---------- Provided data ----------

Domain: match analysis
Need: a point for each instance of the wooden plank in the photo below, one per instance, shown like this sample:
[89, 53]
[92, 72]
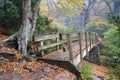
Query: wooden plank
[63, 36]
[80, 45]
[51, 45]
[70, 47]
[86, 41]
[74, 35]
[48, 37]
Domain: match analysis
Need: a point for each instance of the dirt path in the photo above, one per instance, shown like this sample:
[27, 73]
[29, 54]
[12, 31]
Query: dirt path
[98, 70]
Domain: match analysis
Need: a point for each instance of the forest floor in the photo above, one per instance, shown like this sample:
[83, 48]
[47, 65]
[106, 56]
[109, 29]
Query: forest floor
[11, 69]
[98, 70]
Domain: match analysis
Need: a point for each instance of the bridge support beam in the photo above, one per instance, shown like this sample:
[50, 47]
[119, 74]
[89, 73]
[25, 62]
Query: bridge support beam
[94, 55]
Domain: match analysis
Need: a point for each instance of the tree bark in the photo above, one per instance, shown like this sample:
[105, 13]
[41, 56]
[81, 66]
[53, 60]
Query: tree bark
[28, 24]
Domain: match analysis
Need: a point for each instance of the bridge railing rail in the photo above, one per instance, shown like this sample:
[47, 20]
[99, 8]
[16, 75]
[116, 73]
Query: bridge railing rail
[68, 40]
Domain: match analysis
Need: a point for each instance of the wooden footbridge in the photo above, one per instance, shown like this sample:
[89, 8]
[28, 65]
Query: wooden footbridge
[70, 48]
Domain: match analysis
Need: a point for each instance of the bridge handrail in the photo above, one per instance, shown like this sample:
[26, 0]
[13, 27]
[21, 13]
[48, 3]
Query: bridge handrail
[68, 40]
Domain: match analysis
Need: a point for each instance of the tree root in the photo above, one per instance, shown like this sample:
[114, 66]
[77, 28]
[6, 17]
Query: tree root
[8, 39]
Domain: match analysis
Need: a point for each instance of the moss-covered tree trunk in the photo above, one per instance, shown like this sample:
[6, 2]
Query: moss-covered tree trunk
[27, 28]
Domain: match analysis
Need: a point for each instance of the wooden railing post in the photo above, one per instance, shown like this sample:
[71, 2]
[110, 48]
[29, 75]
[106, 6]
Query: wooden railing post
[86, 41]
[61, 38]
[90, 40]
[80, 44]
[57, 40]
[92, 37]
[42, 51]
[96, 38]
[70, 47]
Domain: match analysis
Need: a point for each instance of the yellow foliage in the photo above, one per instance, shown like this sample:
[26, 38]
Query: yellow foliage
[97, 20]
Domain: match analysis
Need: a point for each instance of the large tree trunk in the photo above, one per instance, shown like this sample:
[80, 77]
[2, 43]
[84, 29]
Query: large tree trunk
[24, 32]
[28, 24]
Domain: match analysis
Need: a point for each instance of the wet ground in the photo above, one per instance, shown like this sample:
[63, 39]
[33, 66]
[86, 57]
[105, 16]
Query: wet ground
[97, 70]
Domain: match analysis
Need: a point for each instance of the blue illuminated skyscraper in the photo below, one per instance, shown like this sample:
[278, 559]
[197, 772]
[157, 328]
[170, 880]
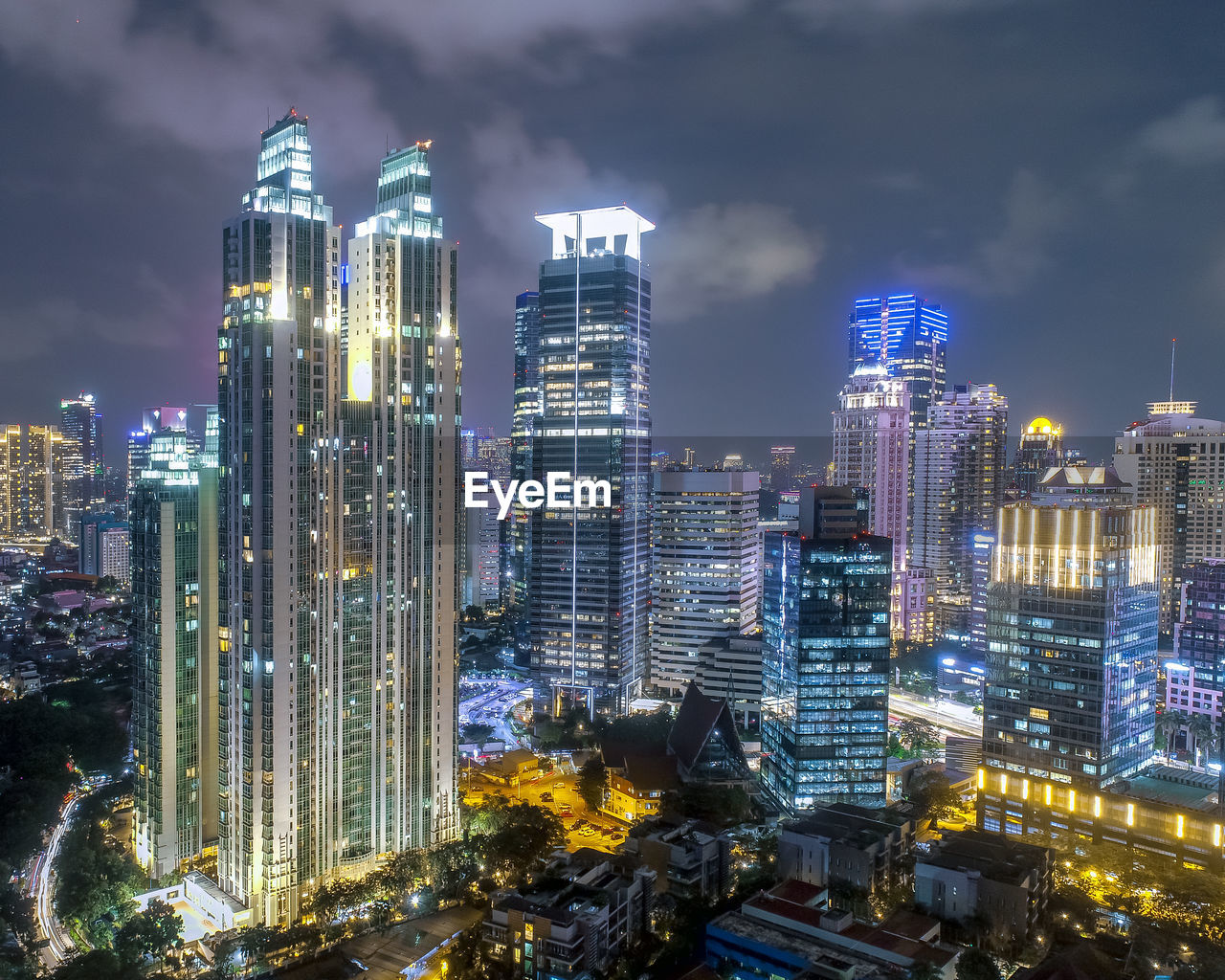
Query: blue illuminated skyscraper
[826, 656]
[527, 407]
[909, 336]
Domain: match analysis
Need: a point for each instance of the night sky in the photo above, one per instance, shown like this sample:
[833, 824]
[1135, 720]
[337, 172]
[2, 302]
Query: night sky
[1051, 173]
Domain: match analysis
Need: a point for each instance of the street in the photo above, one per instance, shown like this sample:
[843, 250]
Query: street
[42, 887]
[950, 717]
[488, 703]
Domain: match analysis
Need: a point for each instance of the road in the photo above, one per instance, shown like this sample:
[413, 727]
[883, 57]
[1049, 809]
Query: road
[42, 888]
[950, 717]
[489, 703]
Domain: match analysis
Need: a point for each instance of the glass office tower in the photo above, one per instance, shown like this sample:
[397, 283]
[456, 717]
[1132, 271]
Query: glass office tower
[173, 521]
[826, 656]
[278, 396]
[590, 574]
[909, 336]
[527, 407]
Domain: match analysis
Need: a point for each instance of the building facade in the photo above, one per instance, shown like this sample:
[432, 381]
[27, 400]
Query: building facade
[959, 478]
[174, 559]
[1039, 449]
[34, 486]
[909, 336]
[523, 416]
[590, 574]
[704, 568]
[1071, 669]
[338, 530]
[826, 656]
[1176, 464]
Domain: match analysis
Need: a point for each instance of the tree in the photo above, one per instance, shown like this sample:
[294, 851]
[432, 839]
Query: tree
[932, 794]
[477, 733]
[590, 782]
[149, 932]
[976, 965]
[919, 738]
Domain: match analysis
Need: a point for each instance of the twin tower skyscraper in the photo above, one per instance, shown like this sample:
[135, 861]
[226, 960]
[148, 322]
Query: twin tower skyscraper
[338, 476]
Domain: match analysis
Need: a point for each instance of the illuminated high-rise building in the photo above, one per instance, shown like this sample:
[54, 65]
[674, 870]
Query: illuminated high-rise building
[402, 556]
[873, 450]
[338, 532]
[152, 420]
[959, 476]
[279, 638]
[826, 656]
[908, 335]
[84, 471]
[704, 574]
[1176, 463]
[35, 462]
[1071, 635]
[174, 541]
[1039, 450]
[590, 572]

----------

Aim: Please pull out every line of the data above that contains the word "bark", and copy each of those lines unchanged.

Task result:
Need: a point for each instance of the tree bark in the photo above, one per instance, shown like this sample:
Query: tree bark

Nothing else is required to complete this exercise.